>>>>

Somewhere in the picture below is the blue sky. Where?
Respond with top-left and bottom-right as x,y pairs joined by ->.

<<<<
>>>>

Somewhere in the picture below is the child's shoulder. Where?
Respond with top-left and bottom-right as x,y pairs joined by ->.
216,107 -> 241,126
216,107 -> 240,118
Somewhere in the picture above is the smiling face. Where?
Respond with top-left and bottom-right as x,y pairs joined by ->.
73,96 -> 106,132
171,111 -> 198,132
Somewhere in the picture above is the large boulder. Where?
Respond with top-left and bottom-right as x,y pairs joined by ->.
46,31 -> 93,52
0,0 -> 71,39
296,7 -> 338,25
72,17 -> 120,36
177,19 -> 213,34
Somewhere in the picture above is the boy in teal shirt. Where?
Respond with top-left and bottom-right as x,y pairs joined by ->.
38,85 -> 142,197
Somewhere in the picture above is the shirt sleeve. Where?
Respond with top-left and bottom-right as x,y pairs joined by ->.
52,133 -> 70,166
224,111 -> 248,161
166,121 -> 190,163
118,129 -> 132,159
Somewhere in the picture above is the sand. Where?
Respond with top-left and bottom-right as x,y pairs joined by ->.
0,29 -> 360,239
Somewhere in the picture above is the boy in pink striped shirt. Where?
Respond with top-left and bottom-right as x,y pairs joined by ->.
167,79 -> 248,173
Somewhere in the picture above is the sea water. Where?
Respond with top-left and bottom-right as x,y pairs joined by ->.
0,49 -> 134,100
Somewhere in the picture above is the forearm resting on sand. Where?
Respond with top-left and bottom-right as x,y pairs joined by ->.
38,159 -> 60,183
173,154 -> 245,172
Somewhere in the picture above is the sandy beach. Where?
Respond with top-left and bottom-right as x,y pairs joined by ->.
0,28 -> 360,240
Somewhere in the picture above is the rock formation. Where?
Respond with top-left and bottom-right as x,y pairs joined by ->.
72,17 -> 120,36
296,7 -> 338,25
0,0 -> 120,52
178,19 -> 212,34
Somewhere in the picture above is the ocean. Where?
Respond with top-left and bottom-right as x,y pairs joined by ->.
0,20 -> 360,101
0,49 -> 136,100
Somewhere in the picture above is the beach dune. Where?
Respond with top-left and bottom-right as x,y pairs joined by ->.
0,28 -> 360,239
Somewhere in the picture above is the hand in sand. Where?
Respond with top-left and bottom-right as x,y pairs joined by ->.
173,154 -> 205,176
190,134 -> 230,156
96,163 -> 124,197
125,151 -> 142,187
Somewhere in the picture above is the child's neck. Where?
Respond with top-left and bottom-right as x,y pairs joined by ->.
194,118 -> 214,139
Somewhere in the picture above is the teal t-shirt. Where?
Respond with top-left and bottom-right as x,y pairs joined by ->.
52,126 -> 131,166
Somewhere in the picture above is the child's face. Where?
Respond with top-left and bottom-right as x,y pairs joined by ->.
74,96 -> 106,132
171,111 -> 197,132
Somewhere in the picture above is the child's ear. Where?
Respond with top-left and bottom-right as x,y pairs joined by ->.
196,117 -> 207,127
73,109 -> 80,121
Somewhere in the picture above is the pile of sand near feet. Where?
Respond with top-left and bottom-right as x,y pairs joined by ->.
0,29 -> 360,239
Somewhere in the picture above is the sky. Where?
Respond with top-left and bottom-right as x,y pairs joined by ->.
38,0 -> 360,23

<<<<

Цель задания –
Представьте в виде таблицы Markdown со столбцами «Номер» и «Содержимое» всё в данных выше, начиная со строки с "Somewhere in the picture above is the pile" и до строки с "38,0 -> 360,23" включительно, пропустив пустые строки.

Решение задания –
| Номер | Содержимое |
|---|---|
| 1 | Somewhere in the picture above is the pile of sand near feet. Where? |
| 2 | Respond with top-left and bottom-right as x,y pairs joined by ->. |
| 3 | 0,29 -> 360,239 |
| 4 | Somewhere in the picture above is the sky. Where? |
| 5 | Respond with top-left and bottom-right as x,y pairs joined by ->. |
| 6 | 38,0 -> 360,23 |